### Anforderung
Geben Sie aus dem Artikel zum psychiatrischen Krisendienst in Oberbayern alles von „München (DK) Es“ bis hinunter zu „7,3 Millionen Euro.“ zeichengenau wieder.

### Seitentext
::::
München
Schnelle Hilfe in seelischer Not

Bezirk Oberbayern gibt grünes Licht für psychiatrischen Krisendienst

26.06.2015 | Stand 02.12.2020, 21:08 Uhr

München (DK) Es ist ein Meilenstein in der Versorgung von Menschen in akuten seelischen Notlagen: Der Bezirk Oberbayern baut ab Juli schrittweise einen psychiatrischen Krisendienst auf. Ganz vorne dabei Ingolstadt und die Region 10. Im Endausbau liegen die Kosten bei 7,3 Millionen Euro.

Der Sozial- und Gesundheitsausschuss des oberbayerischen Bezirkstags hat den stufenweisen Aufbau eines Krisendienstes für psychiatrische Notfälle in ganz Oberbayern beschlossen. Der Startschuss wird im Landkreis München fallen – gefolgt von der Region 10, weil dort die Vorbereitungen am weitesten gediehen sind. „Der Krisendienst ist für mich ein Herzensanliegen“, sagt Bezirkstagspräsident Josef Mederer. „Endlich können Menschen in akuten seelischen Krisen wohnortnah und rasch einen Hilferuf absetzen, ohne dass sie fürchten müssen, mit dem Notarzt auch die Polizei im Haus zu haben.“

Und die kommt oft auch noch mit Sirene und Blaulicht. Solche leidvollen Erfahrungen kennt Eva Straub vom Verein Angehöriger psychisch kranker Menschen nur zu gut. Als sie die Nachricht vom Bezirk erhielt, konnte sie es zunächst gar nicht fassen: Seit 25 Jahren nun schon kämpft sie als betroffene Mutter für eine schnelle, wohnortnahe Hilfe bei akuten Notfällen. Auf allen Ebenen, denn sie ist Vorsitzende des Ingolstädter Vereins und auch Landesvorsitzende: „Dass jetzt etwas passiert, ist eine Verbesserung, die den Menschen hautnah zugutekommt. Und ein Beispiel, dass die Regierung Hilfe und Menschlichkeit vor die Finanzen stellt. Für mich ist das wie ein kleines Wunder.“

In Ingolstadt gibt es seit schon über 20 Jahren einen Arbeitskreis, der beharrlich den Aufbau eines Krisendienstes in der Region vorantrieb. „Der Bezirk lehnte unseren Antrag aber ab, denn es sollte ein Hilfsangebot für ganz Oberbayern auf den Weg gebracht werden“, sagt Stefan Preindl von der Beratungsstelle für psychische Gesundheit der Caritas Ingolstadt.
::::
### Gegebene Auflistung
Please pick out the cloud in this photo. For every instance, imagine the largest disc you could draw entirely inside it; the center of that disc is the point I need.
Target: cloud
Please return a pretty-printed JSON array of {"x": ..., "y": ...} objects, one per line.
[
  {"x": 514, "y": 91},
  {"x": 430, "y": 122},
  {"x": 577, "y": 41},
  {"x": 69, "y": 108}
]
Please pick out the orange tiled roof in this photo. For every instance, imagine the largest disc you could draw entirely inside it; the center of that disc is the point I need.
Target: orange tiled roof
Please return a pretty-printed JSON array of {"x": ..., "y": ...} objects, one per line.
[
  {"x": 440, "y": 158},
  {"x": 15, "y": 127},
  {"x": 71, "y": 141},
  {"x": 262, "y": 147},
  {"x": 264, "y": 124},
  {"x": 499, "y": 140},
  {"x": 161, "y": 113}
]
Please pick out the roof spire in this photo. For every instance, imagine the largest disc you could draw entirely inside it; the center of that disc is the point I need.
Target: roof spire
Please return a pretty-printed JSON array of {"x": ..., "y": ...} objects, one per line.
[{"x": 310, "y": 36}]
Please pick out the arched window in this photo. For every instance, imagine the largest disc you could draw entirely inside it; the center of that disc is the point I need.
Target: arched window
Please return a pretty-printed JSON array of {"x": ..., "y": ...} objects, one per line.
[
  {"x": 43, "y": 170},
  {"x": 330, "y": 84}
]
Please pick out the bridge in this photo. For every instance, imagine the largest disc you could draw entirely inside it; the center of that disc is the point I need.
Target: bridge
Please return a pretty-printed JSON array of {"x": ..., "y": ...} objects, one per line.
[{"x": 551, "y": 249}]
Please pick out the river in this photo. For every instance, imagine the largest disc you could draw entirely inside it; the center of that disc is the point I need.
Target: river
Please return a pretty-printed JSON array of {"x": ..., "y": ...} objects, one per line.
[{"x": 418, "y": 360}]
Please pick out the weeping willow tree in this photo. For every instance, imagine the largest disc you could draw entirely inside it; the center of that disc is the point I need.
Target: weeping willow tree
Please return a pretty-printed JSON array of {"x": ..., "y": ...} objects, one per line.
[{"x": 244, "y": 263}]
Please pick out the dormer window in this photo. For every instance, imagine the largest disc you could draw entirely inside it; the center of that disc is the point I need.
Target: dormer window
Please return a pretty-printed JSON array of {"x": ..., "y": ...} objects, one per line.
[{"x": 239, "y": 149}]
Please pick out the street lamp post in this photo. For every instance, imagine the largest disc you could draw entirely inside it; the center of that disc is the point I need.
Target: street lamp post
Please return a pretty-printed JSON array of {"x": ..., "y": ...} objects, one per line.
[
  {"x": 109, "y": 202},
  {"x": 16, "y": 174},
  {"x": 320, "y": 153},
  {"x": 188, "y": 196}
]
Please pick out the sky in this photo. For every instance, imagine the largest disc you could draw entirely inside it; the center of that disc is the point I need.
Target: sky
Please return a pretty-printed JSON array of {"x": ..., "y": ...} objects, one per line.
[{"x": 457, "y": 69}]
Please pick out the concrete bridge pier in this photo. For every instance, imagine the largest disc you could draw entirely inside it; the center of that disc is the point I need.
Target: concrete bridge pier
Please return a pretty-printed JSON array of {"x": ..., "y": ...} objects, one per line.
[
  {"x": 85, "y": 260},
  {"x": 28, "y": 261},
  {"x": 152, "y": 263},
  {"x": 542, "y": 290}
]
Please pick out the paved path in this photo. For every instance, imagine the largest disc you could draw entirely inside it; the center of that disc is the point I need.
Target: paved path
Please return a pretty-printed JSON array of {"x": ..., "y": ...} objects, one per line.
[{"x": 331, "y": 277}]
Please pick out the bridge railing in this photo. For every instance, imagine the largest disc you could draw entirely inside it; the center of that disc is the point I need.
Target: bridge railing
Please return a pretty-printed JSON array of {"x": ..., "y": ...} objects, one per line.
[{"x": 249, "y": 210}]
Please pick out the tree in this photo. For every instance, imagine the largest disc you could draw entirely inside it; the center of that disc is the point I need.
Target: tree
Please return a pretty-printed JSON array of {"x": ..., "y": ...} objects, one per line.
::::
### Lösung
München (DK) Es ist ein Meilenstein in der Versorgung von Menschen in akuten seelischen Notlagen: Der Bezirk Oberbayern baut ab Juli schrittweise einen psychiatrischen Krisendienst auf. Ganz vorne dabei Ingolstadt und die Region 10. Im Endausbau liegen die Kosten bei 7,3 Millionen Euro.